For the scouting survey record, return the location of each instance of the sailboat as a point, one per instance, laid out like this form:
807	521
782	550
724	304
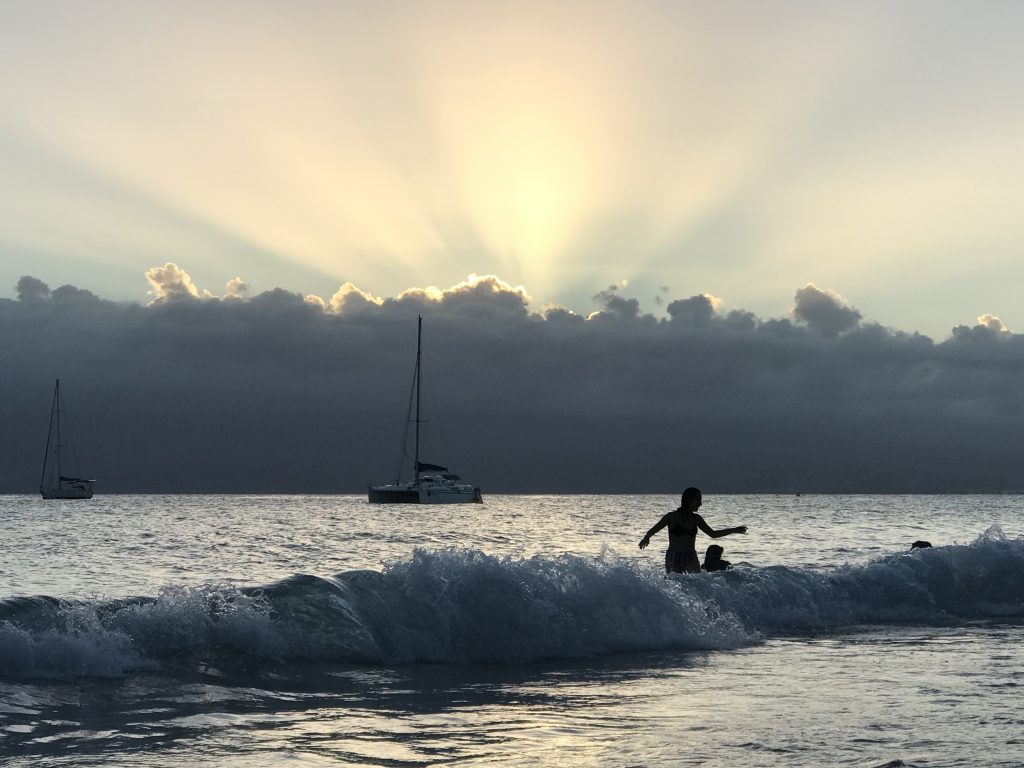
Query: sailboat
431	483
54	483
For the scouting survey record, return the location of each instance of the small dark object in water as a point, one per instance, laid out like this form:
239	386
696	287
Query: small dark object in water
713	559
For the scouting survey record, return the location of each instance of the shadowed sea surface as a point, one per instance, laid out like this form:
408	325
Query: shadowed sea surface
254	631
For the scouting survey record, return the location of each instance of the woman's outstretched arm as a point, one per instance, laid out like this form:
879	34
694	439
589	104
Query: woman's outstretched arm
718	534
657	526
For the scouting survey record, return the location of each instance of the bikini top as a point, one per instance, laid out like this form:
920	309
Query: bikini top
679	528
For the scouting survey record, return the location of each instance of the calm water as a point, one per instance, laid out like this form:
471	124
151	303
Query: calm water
254	631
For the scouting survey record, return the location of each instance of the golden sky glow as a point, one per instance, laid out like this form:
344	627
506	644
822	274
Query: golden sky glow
731	148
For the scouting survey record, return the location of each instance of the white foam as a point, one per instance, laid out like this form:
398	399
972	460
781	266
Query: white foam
464	606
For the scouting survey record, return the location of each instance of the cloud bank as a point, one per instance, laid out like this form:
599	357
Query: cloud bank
284	392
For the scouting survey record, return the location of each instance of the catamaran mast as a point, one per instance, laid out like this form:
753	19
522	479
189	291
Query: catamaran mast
56	399
419	337
54	412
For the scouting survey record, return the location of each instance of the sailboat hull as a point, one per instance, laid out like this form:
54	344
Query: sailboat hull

WHAT THE TASK REQUIRES
Rewrite all of the records above, putting "field survey" in place of each "scouting survey" and keeping everything else the same. Leave the pictures out of your answer.

OUTPUT FOR THIS EXERCISE
For the field survey record, return the location of each instance of the sailboat as a point, one per instance, laid out like this form:
807	521
782	550
724	304
Query: sailboat
431	483
54	483
For the field survey record, return the location of each instance of the small dark object in water as a point, one per instance, laid out like this form:
239	386
696	287
Query: small dark object in water
713	559
For the field survey record, return the location of each instance of the shadowed sea surface as a point, one per instance, laid out like this form:
408	325
Query: shadowed sea surface
254	631
For the field survey record, return the location of each instance of the woman's outstretched arm as a point, one per instance, laid out like this form:
879	34
694	439
589	104
Query: woman's outstretched arm
718	534
657	526
For the field survey record, return the location of each instance of the bikini top as a point, one per instance, laid out like this form:
920	309
Query: bikini top
679	528
For the field survey record, return the location of each instance of the calm water as a point, one per instance, laid out like this form:
471	124
151	303
Query: calm water
254	631
For the field survey record, return the location of each instance of the golden sky glow as a point, one per instance, laid out like this form:
344	627
506	644
822	274
Query: golden sky glow
731	148
For the field survey record, return the location of each instance of the white foam as a point, one per instance, laid out like this form:
398	399
972	460
781	266
Query: white foam
464	606
For the field survey record, return the location of each instance of the cloud bank as a point, one per instance, laid out like this form:
599	357
Query: cloud bank
284	392
For the field survey record, return the location of each instance of the catamaran mast as a point, one per instance, laid out like this form:
753	19
522	479
189	291
Query: catamaran mast
56	399
419	337
54	412
For the field survey record, return the location of each instance of the sailboat hull as a point, one per instance, laid out like this form:
54	344
Query: sailboat hull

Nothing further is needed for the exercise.